Stored records
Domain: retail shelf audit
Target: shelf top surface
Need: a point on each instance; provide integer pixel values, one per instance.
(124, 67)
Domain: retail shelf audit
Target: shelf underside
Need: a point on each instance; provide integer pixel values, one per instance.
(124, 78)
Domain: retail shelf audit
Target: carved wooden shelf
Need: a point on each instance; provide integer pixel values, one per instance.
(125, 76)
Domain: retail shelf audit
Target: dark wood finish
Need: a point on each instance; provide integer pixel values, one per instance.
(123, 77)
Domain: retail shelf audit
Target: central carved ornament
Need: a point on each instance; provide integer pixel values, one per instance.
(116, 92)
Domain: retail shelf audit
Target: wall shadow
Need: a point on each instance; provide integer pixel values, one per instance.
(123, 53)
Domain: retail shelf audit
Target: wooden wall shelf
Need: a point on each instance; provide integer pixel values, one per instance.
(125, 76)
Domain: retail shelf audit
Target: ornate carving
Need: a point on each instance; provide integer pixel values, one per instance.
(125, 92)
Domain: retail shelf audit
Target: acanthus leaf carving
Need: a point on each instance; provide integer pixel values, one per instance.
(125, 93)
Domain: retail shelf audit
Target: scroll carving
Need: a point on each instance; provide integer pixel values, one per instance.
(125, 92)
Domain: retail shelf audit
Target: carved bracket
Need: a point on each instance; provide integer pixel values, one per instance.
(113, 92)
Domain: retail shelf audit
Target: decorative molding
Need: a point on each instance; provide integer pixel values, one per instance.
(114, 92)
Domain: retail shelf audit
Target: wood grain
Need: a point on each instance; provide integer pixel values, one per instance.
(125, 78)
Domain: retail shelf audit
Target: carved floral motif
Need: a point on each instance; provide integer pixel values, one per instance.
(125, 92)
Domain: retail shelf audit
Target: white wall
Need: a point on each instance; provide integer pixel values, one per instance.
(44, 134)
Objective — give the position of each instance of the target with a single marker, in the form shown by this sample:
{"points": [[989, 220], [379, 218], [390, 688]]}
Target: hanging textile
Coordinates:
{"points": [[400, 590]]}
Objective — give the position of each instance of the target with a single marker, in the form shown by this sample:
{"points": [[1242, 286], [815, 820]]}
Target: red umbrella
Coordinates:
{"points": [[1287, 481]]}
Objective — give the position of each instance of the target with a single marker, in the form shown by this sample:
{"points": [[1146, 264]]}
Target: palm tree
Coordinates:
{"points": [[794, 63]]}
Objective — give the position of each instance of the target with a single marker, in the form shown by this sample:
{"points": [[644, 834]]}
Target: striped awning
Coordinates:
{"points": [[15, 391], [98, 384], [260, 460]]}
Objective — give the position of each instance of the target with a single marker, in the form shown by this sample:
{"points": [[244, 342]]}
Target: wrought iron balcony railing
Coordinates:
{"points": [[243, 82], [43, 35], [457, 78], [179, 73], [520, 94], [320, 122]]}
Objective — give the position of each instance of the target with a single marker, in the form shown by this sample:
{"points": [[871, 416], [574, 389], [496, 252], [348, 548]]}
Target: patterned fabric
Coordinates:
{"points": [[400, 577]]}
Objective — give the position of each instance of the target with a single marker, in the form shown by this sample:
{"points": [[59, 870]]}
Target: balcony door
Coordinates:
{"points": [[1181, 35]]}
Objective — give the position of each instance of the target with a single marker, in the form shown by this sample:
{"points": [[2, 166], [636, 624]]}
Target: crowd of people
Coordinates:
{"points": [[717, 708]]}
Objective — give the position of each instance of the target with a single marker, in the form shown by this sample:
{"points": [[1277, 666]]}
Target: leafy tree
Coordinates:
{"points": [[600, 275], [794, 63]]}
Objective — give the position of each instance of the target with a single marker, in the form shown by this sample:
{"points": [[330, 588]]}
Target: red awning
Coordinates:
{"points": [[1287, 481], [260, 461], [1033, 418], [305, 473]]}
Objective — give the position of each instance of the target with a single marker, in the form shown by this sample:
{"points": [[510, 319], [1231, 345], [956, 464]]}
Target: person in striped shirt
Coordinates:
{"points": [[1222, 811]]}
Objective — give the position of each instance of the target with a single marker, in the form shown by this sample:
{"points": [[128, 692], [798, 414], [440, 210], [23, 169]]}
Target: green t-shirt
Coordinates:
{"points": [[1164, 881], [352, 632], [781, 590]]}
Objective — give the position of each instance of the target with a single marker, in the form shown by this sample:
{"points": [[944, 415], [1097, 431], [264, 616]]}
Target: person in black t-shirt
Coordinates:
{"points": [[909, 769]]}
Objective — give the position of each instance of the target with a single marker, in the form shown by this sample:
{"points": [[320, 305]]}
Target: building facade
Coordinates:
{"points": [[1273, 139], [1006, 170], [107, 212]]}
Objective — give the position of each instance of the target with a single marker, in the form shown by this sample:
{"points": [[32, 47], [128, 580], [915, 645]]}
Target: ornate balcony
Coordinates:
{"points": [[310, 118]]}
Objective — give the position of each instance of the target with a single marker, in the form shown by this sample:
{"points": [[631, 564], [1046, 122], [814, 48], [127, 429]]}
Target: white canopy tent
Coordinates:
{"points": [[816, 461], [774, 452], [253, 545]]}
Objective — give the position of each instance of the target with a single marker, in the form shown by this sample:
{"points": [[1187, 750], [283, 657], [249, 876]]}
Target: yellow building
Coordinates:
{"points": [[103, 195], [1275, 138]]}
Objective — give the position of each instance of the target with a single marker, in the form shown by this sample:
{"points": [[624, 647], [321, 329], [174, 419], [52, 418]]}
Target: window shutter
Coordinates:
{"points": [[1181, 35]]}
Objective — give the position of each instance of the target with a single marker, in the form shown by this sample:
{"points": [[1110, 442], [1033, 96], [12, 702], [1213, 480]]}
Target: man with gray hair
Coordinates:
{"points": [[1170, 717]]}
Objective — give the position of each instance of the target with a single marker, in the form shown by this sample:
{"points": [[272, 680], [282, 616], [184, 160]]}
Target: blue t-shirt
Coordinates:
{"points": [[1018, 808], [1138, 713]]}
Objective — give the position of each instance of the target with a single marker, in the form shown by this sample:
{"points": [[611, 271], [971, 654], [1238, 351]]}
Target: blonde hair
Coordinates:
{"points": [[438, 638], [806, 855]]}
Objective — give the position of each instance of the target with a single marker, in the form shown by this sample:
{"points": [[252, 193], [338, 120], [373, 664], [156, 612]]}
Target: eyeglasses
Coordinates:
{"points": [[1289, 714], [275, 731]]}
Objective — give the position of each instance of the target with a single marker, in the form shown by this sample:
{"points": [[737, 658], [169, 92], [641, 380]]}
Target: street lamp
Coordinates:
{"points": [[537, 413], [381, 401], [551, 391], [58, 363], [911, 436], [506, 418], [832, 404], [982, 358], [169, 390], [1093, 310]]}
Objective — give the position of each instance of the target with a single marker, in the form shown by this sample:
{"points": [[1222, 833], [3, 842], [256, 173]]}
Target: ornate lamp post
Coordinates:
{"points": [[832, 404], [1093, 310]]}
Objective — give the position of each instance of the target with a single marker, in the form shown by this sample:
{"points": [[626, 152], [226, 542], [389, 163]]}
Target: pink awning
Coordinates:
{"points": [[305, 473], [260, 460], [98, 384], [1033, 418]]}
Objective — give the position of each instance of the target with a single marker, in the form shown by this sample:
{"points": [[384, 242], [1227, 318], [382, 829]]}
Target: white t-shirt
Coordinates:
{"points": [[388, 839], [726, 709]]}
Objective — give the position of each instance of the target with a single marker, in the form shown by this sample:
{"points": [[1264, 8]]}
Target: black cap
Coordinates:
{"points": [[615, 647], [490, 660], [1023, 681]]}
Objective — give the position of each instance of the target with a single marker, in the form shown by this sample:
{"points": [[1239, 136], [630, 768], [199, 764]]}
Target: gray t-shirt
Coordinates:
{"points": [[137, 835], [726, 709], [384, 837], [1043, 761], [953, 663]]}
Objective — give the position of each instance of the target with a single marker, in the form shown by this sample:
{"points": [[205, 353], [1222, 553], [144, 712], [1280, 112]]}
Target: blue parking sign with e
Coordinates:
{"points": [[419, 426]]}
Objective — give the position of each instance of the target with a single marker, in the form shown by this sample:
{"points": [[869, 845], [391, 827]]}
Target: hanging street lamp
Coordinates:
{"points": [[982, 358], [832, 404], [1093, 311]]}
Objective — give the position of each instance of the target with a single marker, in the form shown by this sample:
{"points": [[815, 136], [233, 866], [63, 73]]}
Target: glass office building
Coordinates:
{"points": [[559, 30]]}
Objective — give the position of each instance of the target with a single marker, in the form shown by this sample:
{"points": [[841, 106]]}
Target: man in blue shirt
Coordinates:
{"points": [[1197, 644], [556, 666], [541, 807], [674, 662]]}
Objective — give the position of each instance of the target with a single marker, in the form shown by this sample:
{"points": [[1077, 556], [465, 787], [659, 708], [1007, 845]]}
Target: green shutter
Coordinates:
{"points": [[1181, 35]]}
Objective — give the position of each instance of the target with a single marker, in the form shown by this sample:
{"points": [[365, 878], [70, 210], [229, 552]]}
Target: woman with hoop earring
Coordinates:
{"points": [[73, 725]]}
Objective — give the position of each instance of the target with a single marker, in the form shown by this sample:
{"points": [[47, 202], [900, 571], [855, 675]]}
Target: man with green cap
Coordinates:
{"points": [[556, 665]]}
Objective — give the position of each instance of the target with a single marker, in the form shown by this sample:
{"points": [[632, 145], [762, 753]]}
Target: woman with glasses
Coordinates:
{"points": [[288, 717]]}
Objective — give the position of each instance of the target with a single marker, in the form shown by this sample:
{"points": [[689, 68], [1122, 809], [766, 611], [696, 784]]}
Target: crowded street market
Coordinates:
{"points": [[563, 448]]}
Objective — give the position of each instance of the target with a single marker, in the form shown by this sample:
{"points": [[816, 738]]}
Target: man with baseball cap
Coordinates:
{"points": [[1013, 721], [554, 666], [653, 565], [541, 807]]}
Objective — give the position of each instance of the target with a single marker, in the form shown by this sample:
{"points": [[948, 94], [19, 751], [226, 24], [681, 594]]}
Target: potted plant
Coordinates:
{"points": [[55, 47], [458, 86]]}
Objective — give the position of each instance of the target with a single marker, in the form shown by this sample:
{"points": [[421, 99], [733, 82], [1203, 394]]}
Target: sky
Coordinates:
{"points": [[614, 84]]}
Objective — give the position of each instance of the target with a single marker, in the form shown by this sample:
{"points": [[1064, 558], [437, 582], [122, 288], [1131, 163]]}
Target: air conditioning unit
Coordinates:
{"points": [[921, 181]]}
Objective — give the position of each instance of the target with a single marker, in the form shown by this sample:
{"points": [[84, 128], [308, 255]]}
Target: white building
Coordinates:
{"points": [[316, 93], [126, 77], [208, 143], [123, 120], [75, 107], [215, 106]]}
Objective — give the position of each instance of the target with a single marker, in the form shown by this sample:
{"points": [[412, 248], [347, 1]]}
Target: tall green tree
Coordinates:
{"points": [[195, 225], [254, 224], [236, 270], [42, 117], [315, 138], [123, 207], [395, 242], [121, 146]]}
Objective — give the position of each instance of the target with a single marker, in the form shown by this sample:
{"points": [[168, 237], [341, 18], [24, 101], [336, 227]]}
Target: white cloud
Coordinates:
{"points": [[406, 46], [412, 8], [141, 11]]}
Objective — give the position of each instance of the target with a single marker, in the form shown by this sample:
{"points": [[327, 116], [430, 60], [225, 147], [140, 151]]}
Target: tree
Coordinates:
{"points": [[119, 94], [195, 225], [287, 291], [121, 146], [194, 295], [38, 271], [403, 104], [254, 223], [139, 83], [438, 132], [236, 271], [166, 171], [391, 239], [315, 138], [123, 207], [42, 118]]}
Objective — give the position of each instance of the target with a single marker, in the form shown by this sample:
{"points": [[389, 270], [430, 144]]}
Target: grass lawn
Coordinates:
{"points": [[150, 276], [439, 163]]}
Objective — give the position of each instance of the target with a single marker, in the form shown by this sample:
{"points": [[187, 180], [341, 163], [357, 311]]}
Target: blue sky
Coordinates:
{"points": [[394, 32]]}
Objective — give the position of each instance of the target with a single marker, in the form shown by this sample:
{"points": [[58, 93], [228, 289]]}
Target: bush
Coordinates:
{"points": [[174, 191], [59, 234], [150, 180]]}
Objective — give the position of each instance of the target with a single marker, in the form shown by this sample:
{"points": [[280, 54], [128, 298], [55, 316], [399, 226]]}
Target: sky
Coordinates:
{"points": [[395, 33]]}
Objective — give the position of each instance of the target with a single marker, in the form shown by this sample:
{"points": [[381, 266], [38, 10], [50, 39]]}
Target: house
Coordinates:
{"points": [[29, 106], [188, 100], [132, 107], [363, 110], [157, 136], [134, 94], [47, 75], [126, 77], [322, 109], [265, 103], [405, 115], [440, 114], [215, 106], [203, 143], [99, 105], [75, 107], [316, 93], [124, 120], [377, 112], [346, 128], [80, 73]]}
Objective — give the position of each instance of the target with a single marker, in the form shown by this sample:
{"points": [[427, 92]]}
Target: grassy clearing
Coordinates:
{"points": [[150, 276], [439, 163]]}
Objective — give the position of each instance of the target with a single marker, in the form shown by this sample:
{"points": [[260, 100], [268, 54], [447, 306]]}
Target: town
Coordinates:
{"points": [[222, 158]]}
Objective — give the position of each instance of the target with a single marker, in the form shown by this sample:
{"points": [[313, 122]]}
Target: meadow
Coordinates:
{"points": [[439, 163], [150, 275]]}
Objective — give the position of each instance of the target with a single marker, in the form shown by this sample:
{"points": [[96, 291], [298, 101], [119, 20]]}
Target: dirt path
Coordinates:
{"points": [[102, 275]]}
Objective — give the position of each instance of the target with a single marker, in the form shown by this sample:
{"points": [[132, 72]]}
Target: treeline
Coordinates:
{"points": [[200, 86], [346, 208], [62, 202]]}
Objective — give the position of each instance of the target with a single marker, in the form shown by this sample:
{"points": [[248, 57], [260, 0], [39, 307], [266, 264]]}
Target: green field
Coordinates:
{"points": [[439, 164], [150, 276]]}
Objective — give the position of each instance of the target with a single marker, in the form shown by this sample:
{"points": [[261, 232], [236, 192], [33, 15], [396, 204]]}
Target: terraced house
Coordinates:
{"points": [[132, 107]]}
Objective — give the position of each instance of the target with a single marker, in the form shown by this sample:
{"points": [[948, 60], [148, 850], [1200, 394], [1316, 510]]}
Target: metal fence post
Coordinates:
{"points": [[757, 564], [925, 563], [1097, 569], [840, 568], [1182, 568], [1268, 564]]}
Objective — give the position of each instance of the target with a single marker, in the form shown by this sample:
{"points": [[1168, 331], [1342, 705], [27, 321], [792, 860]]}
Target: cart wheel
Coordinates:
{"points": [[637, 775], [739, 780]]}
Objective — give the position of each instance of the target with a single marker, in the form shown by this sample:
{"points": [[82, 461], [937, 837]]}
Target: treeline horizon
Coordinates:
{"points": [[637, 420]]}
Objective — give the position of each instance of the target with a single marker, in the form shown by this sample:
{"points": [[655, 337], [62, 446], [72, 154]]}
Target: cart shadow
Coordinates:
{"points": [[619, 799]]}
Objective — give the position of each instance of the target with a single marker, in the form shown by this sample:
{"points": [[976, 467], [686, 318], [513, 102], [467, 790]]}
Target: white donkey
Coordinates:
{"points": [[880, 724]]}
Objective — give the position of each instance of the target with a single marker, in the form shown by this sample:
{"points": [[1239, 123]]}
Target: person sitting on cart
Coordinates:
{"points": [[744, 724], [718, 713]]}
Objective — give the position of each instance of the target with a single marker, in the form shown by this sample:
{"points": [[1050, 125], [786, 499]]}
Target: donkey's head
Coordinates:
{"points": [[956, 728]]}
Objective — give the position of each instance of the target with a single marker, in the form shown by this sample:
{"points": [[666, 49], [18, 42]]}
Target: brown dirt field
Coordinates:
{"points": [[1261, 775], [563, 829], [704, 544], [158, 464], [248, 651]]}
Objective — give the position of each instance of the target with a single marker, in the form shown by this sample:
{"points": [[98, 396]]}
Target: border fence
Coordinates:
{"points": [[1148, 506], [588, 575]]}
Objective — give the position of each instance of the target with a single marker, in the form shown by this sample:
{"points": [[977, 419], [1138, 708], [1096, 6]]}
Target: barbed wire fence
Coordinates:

▸ The task: Where does "hanging" appear in the records above? Copy every line that has it.

▸ Answer to this task:
Target: hanging textile
Target: hanging street lamp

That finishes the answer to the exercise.